→ **TASK MATERIAL**:
┏━━
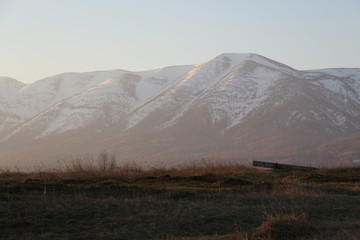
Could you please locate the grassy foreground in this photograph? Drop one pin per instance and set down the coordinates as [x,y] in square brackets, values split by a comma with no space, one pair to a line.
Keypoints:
[193,203]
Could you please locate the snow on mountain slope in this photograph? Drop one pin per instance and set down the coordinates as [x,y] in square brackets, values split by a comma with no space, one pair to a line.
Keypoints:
[73,100]
[232,103]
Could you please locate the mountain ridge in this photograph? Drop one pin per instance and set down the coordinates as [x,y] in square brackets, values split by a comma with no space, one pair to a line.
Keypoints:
[233,106]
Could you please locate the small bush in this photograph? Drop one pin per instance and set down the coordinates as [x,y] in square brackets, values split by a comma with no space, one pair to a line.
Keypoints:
[285,227]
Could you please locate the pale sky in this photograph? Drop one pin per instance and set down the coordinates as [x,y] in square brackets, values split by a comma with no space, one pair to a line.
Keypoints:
[39,38]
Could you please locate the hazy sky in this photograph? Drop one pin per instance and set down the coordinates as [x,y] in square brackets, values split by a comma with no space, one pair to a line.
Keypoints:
[39,38]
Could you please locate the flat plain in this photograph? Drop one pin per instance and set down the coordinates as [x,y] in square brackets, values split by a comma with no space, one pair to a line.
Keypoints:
[208,201]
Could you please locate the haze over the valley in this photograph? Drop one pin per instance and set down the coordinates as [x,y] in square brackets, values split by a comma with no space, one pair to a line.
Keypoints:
[184,85]
[235,107]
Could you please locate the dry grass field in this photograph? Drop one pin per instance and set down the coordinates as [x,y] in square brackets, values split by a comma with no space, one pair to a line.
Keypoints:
[100,200]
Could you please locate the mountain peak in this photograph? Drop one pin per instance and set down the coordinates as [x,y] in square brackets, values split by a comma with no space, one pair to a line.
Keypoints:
[8,85]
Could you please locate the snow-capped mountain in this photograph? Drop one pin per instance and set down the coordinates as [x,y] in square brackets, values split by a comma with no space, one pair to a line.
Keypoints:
[234,106]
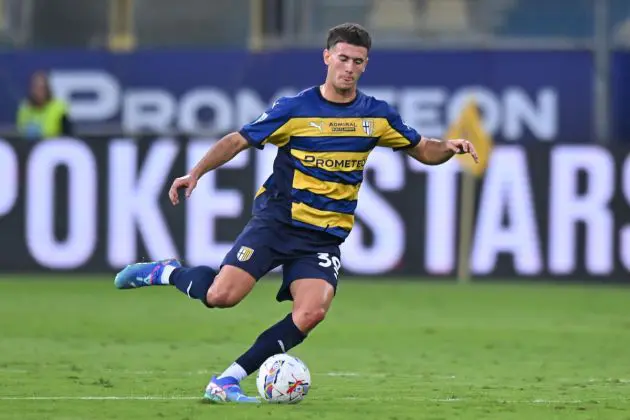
┗━━
→ **THE TASK**:
Could you write out the stretch of the items from the line containing "Could you please locate the haze" through the end of the items, requests included, shifting every coordinate in the answers up by 30 and leaving out the pictures?

→ **SOLUTION TO THE EXERCISE**:
Could you please locate the haze over the valley in this photograph? Drop one pin per instance and set down the coordinates as [x,y] in square brackets, values split by a comma with no space, one pair to a line.
Keypoints:
[214,115]
[265,137]
Could you please locate the dry grass field in this photograph? Drop one pin per instance and set down the coordinates as [x,y] in square brackets, values split by a comma with no space, one pair to a line.
Keypoints:
[130,230]
Could you please locate the mountain peak in this photograph? Drop one pin per instance and set down the coordinates as [x,y] in square brackets, values split by a comma with no space, one pair to a line.
Keypoints:
[38,115]
Could you please locate the snow-capped mountain in this photograph? Drop one pin per instance and set down the coordinates as [x,y] in square brackets, values split by a comma with no space, one pair to a line.
Keypoints:
[264,136]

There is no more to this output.